[START OF Data in this exercise]

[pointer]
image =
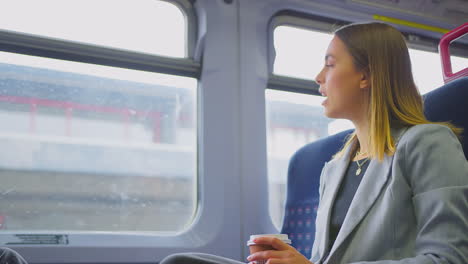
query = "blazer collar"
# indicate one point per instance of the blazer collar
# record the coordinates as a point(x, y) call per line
point(367, 193)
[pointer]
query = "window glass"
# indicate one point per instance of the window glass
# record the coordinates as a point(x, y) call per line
point(427, 69)
point(95, 148)
point(151, 26)
point(300, 54)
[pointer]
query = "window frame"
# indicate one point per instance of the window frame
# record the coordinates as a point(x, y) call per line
point(113, 246)
point(326, 25)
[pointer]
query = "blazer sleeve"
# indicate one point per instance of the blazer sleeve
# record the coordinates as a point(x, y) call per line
point(437, 172)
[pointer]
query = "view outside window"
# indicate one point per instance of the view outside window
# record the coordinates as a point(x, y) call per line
point(96, 148)
point(150, 26)
point(293, 119)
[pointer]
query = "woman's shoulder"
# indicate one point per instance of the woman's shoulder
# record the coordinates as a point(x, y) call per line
point(426, 132)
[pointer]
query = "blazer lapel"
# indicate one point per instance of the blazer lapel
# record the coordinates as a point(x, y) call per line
point(335, 172)
point(367, 193)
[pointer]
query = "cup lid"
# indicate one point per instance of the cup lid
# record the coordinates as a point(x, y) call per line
point(282, 237)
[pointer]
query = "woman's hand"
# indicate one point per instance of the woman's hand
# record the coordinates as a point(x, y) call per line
point(283, 253)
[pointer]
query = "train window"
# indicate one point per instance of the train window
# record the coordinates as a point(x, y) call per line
point(98, 148)
point(139, 26)
point(427, 69)
point(299, 52)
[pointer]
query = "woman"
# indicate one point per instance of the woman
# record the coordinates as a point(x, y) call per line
point(397, 193)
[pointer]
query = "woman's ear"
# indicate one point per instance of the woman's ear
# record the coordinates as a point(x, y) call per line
point(365, 81)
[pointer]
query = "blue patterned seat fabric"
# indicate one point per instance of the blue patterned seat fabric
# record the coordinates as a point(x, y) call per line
point(447, 103)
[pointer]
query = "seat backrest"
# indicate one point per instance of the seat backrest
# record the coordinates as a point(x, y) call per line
point(302, 190)
point(447, 103)
point(450, 103)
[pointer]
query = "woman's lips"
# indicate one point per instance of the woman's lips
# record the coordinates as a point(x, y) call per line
point(324, 101)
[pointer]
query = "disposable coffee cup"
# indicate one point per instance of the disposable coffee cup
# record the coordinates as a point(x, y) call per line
point(259, 247)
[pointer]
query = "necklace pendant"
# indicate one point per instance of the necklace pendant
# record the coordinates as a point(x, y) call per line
point(358, 171)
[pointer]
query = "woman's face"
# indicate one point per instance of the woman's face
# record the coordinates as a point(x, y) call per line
point(344, 87)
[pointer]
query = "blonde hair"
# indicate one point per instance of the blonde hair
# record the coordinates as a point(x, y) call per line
point(380, 51)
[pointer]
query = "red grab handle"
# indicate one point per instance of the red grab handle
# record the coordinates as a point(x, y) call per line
point(445, 54)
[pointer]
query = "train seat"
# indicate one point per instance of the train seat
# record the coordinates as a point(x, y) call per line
point(447, 103)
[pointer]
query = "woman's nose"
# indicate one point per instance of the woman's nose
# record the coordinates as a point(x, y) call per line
point(319, 78)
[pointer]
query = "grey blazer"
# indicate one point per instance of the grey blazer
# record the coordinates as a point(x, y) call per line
point(411, 208)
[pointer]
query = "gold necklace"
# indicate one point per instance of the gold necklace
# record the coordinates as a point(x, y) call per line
point(358, 171)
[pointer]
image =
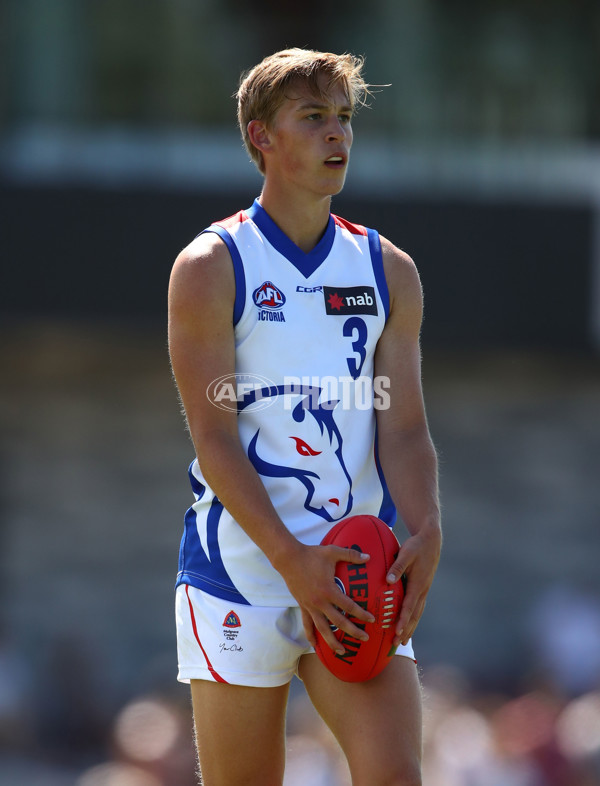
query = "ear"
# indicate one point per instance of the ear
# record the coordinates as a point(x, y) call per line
point(259, 135)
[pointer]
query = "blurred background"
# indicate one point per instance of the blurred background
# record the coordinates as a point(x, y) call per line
point(482, 159)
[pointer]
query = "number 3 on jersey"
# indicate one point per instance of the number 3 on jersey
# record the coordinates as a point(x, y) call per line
point(355, 328)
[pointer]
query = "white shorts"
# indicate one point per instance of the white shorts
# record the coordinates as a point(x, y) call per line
point(220, 641)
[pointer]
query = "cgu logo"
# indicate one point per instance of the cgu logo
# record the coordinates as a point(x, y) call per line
point(268, 296)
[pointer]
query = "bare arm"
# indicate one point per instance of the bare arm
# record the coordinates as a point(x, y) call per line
point(201, 345)
point(407, 454)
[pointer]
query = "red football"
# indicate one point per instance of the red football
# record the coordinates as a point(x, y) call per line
point(366, 584)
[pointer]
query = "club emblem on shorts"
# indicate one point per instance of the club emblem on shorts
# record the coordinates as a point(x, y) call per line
point(230, 625)
point(269, 299)
point(232, 620)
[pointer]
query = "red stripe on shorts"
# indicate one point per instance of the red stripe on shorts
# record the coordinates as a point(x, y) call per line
point(208, 663)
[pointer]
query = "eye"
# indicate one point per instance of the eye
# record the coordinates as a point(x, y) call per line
point(304, 449)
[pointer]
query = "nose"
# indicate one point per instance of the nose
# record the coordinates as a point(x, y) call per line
point(335, 131)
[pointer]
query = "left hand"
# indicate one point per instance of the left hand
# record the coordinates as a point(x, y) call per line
point(418, 560)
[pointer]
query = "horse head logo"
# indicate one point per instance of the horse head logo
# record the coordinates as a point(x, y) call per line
point(314, 456)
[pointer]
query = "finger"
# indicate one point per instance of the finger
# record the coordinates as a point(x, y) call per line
point(309, 627)
point(322, 625)
point(400, 567)
point(412, 625)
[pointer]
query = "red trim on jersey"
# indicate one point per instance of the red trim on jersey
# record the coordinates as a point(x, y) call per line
point(236, 218)
point(356, 229)
point(208, 663)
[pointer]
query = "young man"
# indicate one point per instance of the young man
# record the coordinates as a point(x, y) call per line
point(298, 311)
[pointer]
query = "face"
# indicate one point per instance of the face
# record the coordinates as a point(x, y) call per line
point(310, 141)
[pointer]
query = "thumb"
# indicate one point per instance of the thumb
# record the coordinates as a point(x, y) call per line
point(352, 554)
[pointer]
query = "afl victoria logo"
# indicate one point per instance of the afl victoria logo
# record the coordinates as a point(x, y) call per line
point(268, 296)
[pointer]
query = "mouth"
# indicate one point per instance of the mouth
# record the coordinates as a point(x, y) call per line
point(337, 161)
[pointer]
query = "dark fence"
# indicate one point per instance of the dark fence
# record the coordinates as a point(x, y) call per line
point(503, 274)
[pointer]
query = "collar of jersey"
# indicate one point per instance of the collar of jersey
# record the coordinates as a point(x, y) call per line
point(305, 263)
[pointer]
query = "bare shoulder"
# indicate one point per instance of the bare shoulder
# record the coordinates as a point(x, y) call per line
point(202, 273)
point(404, 284)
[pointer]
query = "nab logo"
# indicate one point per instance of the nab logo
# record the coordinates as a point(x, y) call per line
point(268, 296)
point(232, 620)
point(350, 300)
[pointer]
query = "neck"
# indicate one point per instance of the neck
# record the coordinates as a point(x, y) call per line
point(303, 218)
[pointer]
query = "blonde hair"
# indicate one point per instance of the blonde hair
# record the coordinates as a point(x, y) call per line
point(263, 89)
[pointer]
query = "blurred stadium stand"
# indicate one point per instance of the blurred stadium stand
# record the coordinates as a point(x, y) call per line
point(482, 160)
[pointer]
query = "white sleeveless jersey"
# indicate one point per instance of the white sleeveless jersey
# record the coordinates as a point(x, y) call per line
point(306, 329)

[END OF Data in this exercise]

Requirement
Leave out the pictures and repeat everything else in the records exactly.

Solved exercise
[pointer]
image =
query = "blazer collar"
# indicate one point per instance of the blazer collar
# record the coordinates as a point(x, y) call per line
point(367, 193)
[pointer]
query = "window glass"
# indicate one point per instance of the window glass
# record the coordinates as a point(x, y) call per line
point(427, 69)
point(95, 148)
point(151, 26)
point(300, 54)
[pointer]
query = "window frame"
# indicate one point per instance of the window frame
# record the coordinates as a point(x, y) call per line
point(113, 246)
point(326, 25)
[pointer]
query = "blazer sleeve"
# indicate one point per instance of the blazer sleeve
# record the coordinates as a point(x, y) call per line
point(437, 172)
[pointer]
query = "view outside window"
# indicate one point per instance of the view outside window
# record the coordinates as a point(x, y) call per line
point(96, 148)
point(150, 26)
point(293, 119)
[pointer]
query = "woman's shoulder"
# indicate one point per instance of the woman's shoulder
# record the coordinates as a point(x, y) call per line
point(426, 132)
[pointer]
query = "blazer lapel"
# indicate one point per instance of the blazer lapel
# record the coordinates as a point(x, y) call per line
point(335, 172)
point(367, 193)
[pointer]
query = "cup lid"
# indicate one point per instance of the cup lid
# record the coordinates as a point(x, y) call per line
point(282, 237)
[pointer]
query = "woman's hand"
# indicate one point per instance of the woman's hand
# record the coordinates as a point(x, y) call per line
point(283, 253)
[pointer]
query = "train window"
# indicate one point per instance of the train window
# record the coordinates as a point(x, y) call per line
point(98, 148)
point(139, 26)
point(427, 69)
point(299, 52)
[pointer]
query = "woman"
# indicate one point per instance of the woman
# record the coordinates as a point(x, y) call per line
point(397, 193)
[pointer]
query = "woman's ear"
# indicate one point per instance of the woman's ear
# record the coordinates as a point(x, y) call per line
point(365, 81)
[pointer]
query = "blue patterned seat fabric"
# indicate one point per instance of the blue patterned seat fabric
# record the coordinates as a point(x, y) call per line
point(447, 103)
[pointer]
query = "seat backrest"
# indicate one point per instance of the seat backrest
# record the coordinates as a point(x, y) call per line
point(302, 190)
point(447, 103)
point(450, 103)
[pointer]
query = "woman's lips"
# indicate one point per instance of the woman's lips
# record the coordinates as a point(x, y) call per line
point(324, 101)
[pointer]
query = "disposable coffee cup"
# indicate one point per instance of the disposable coffee cup
# record the coordinates as a point(x, y) call per line
point(259, 247)
[pointer]
query = "necklace pendant"
# indicate one point per instance of the necklace pendant
# record the coordinates as a point(x, y) call per line
point(358, 171)
[pointer]
query = "woman's face"
# indicate one point per instance of the woman's face
# record the coordinates as a point(x, y) call per line
point(344, 87)
[pointer]
query = "blonde hair"
# indicate one point per instance of the blonde hair
# record the coordinates as a point(x, y) call per line
point(380, 51)
[pointer]
query = "red grab handle"
# indicate one point per instance of the red grab handle
# record the coordinates as a point(x, y) call per line
point(445, 54)
[pointer]
query = "train seat"
# indicate one point per instance of the train seat
# record the coordinates as a point(x, y) call per line
point(447, 103)
[pointer]
query = "woman's nose"
# indicate one point per instance of the woman's nose
# record the coordinates as a point(x, y) call per line
point(319, 78)
[pointer]
query = "grey blazer"
# indicate one point per instance of the grey blazer
# record the coordinates as a point(x, y) call per line
point(411, 208)
[pointer]
query = "gold necklace"
# indicate one point per instance of the gold necklace
# record the coordinates as a point(x, y) call per line
point(358, 171)
[pointer]
image =
query = "ear"
# indicate one point per instance of the ear
# record the coordinates as a point(x, y) call per line
point(259, 135)
[pointer]
query = "blurred background"
# indicate one point per instance of the blurred background
# record the coordinates as a point(x, y) call per line
point(482, 159)
[pointer]
query = "number 3 on jersey"
# indicate one point per instance of the number 3 on jersey
# record the coordinates as a point(x, y) call per line
point(355, 328)
[pointer]
query = "white shorts"
# indicate one point per instance of the white shorts
# record the coordinates as a point(x, y) call per line
point(220, 641)
[pointer]
query = "cgu logo"
# indicate one point per instance of the cgu logo
# record the coordinates as a point(x, y) call per line
point(268, 296)
[pointer]
query = "bare arm"
# indicate one point per instance of the bare arm
# record the coordinates as a point(x, y) call per line
point(201, 345)
point(407, 454)
[pointer]
query = "red football"
# indicate one point per instance of the red football
# record the coordinates as a point(x, y) call per line
point(366, 584)
[pointer]
query = "club emblem on shorts"
# indicate one point per instance of the club emblem on shorts
# record the coordinates as a point(x, y) call per line
point(230, 625)
point(269, 299)
point(232, 620)
[pointer]
query = "red stripe on shorts"
# indicate one point per instance of the red stripe on shorts
# record the coordinates as a point(x, y) call per line
point(208, 663)
[pointer]
query = "eye"
# indicate one point per instance of the eye
# record the coordinates as a point(x, y) call per line
point(304, 449)
[pointer]
query = "nose"
# indicate one point per instance of the nose
# record the coordinates as a point(x, y) call per line
point(335, 131)
[pointer]
query = "left hand"
# indicate one point per instance of the left hand
# record the coordinates as a point(x, y) call per line
point(418, 560)
[pointer]
query = "horse head logo"
# indicate one point per instance of the horse head logo
# record the coordinates as a point(x, y) call per line
point(314, 456)
[pointer]
query = "finger"
# indicate one point per instance of the finger
# record the coordinates as a point(x, y) call per line
point(309, 627)
point(322, 625)
point(400, 567)
point(412, 625)
[pointer]
query = "red trim on jersey"
# indicate one point per instance of the red trim on jersey
# record the coordinates as a point(x, y) call per line
point(236, 218)
point(356, 229)
point(208, 663)
[pointer]
query = "young man"
# indicate one point per instance of the young man
# record the coordinates as a point(x, y) call per line
point(298, 311)
[pointer]
query = "face"
# indicate one point per instance of the face
# record the coordinates as a point(x, y) call per line
point(310, 141)
[pointer]
query = "thumb"
# indicate one point per instance of the thumb
# record the coordinates as a point(x, y) call per line
point(352, 554)
[pointer]
query = "afl victoria logo"
# indicate one point per instance of the afl victoria logo
# record the coordinates as a point(x, y) call per line
point(268, 296)
[pointer]
query = "mouth"
# indicate one point per instance of the mouth
# record the coordinates as a point(x, y) call per line
point(337, 161)
[pointer]
query = "dark fence"
# indicate one point per instance of the dark fence
# record the coordinates as a point(x, y) call per line
point(503, 274)
[pointer]
query = "collar of jersey"
# indicate one point per instance of the collar of jersey
# record the coordinates as a point(x, y) call per line
point(305, 263)
[pointer]
query = "bare shoulder"
# indicate one point per instance of the bare shoulder
# record the coordinates as a point(x, y) call per line
point(202, 273)
point(404, 284)
[pointer]
query = "nab logo"
# indicate one point per instance of the nab logo
# record the coordinates as a point(x, y) call per line
point(268, 296)
point(232, 620)
point(350, 300)
[pointer]
query = "neck"
# indicate one point per instance of the neck
# record the coordinates as a point(x, y) call per line
point(303, 218)
[pointer]
query = "blonde hair"
# indicate one point per instance of the blonde hair
# record the coordinates as a point(x, y) call per line
point(263, 89)
[pointer]
query = "blurred stadium stand"
# indicate one point per instance of the blurred stadium stand
# record the coordinates as a point(x, y) call per line
point(482, 160)
[pointer]
query = "white sleeveless jersey"
# indicate one point per instance of the white sleeveless jersey
# record the coordinates as a point(x, y) call per line
point(306, 329)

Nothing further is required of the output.